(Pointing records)
★ ★ ★ ★ ★

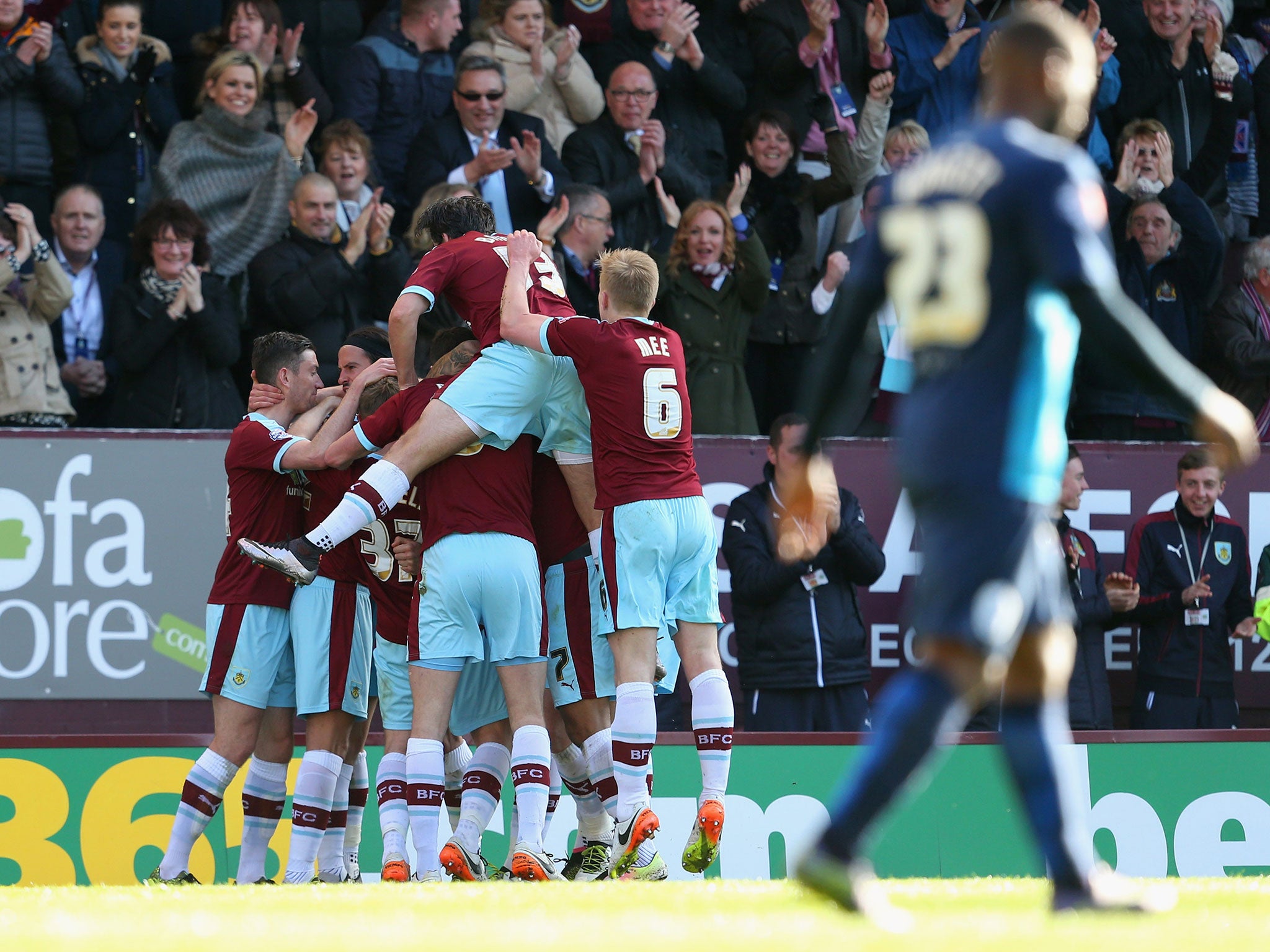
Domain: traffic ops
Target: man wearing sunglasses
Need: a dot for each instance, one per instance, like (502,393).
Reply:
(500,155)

★ ★ ★ ★ ★

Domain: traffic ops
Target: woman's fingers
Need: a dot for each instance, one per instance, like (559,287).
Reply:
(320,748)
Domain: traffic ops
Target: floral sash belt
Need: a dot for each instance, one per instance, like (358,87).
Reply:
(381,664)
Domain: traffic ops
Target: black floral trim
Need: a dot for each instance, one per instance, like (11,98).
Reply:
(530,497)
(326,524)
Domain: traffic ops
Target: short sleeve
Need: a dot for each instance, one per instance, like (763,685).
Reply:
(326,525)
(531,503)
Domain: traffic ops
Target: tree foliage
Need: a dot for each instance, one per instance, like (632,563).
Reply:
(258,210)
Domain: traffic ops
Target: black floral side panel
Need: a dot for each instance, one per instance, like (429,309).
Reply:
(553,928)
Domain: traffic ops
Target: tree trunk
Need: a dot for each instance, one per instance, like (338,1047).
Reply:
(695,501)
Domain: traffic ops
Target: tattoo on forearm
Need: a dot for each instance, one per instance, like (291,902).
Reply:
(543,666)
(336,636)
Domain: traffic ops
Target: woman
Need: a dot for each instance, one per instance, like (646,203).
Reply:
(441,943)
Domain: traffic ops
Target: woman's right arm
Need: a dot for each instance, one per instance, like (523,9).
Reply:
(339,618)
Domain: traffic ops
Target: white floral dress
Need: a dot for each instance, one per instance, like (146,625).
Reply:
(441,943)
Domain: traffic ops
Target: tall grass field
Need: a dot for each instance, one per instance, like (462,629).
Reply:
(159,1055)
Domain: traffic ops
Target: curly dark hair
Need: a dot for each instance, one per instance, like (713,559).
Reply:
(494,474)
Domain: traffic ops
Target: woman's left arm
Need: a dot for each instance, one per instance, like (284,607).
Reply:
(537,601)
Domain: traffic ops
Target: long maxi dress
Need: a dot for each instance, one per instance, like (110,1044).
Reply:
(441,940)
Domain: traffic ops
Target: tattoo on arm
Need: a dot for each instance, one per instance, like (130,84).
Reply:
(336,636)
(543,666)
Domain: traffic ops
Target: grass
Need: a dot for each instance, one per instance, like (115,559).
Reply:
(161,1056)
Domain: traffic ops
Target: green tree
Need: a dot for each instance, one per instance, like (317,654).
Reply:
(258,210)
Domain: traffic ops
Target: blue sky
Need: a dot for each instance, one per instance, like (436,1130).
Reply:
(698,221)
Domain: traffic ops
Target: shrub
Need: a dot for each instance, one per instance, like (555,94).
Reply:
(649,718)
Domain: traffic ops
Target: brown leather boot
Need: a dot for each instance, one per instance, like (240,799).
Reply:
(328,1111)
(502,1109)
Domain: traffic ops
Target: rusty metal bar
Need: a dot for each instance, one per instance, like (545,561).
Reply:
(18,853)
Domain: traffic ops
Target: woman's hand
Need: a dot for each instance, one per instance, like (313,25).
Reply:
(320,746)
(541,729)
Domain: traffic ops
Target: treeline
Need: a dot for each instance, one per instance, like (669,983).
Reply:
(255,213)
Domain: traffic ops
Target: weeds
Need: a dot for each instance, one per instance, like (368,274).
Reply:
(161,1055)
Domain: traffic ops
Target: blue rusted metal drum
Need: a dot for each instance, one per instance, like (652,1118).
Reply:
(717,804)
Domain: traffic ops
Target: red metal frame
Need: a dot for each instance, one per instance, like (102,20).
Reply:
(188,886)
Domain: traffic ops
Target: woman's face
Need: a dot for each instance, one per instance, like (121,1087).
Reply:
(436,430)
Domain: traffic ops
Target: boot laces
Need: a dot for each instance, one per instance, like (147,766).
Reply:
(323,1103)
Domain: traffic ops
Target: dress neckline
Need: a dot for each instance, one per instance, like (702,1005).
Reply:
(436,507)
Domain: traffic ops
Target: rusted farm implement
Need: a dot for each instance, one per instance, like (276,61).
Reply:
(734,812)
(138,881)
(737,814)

★ ★ ★ ★ ★

Count how many lines in the listing contain the word "tattoo", and give only that number.

2